#### [TASK ITEM]
Output a character-exact copy of the data, images removed.

#### [RECORDS FOR PROCESSING]
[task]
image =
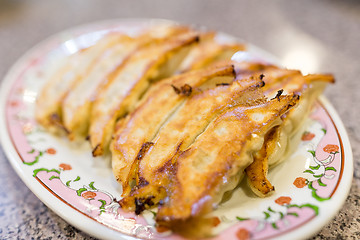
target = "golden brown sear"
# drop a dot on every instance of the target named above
(183, 122)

#### [WRITTEN RESPONSE]
[task]
image =
target = "golden brown sear"
# drop a dot on every instance of the target named above
(183, 122)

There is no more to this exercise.